- [ASSIGNED TASK]: Retype every line of the records exactly.

- [SUPPLIED DATA]:

= Beginning of Section =

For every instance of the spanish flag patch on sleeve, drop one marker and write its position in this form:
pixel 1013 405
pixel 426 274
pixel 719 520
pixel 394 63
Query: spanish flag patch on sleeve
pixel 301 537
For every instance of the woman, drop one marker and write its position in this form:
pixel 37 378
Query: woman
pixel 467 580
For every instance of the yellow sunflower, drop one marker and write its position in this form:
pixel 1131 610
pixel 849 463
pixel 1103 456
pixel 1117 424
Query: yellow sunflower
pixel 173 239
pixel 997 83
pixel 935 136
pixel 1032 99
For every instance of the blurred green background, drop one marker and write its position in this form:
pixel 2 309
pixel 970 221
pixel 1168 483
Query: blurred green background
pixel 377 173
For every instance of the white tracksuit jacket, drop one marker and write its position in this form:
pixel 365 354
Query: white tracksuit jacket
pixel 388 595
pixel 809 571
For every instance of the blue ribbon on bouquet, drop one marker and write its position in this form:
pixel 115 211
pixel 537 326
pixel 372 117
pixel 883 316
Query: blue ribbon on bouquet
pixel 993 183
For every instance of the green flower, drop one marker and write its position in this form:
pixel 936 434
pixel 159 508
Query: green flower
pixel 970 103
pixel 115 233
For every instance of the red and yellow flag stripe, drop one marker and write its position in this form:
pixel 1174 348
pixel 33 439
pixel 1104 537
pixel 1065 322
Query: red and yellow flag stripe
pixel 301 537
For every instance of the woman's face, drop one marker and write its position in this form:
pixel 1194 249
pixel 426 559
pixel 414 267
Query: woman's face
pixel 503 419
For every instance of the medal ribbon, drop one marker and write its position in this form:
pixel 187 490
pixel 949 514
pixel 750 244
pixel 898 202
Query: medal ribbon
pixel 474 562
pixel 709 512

= End of Section =

- [ANSWER]:
For every instance of the spanish flag patch on sleeve, drop one marker and write its position in this form:
pixel 1013 405
pixel 426 274
pixel 719 520
pixel 394 63
Query: spanish flag patch on sleeve
pixel 301 537
For every instance of the woman, drop one marker and write its position in this form:
pixel 37 378
Query: woman
pixel 467 580
For every instance of the yellow sunflower, drop one marker and write its position in this form:
pixel 1131 610
pixel 849 463
pixel 1103 456
pixel 1117 424
Query: yellow sunflower
pixel 173 239
pixel 997 83
pixel 935 136
pixel 1032 99
For every instance of the blurred green background, drop one marker and write its position in this form:
pixel 2 309
pixel 970 221
pixel 1168 483
Query: blurred green background
pixel 377 173
For every instance of the white tracksuit jacket, drop one marker and write its position in this form:
pixel 365 354
Query: white tracksuit jacket
pixel 388 595
pixel 809 571
For every instance of the blue ribbon on bouquet, drop one marker and write its position in this form:
pixel 115 211
pixel 537 326
pixel 372 117
pixel 883 316
Query: blue ribbon on bouquet
pixel 993 183
For every instance of the green flower, drop one marker and write its position in this form:
pixel 936 434
pixel 159 508
Query: green flower
pixel 970 103
pixel 115 233
For every instance of the red and yellow flag stripe, drop one marker and write its position in this form:
pixel 1174 348
pixel 33 439
pixel 1104 537
pixel 1065 322
Query: red and yellow flag stripe
pixel 301 537
For every instance of the woman's face, drop one marker and write its position in this form:
pixel 1194 249
pixel 426 559
pixel 414 267
Query: woman's face
pixel 503 419
For every instance of the medal ribbon, drop one marker and write its position in this form:
pixel 187 490
pixel 949 514
pixel 750 244
pixel 898 202
Query: medal ribbon
pixel 474 562
pixel 709 512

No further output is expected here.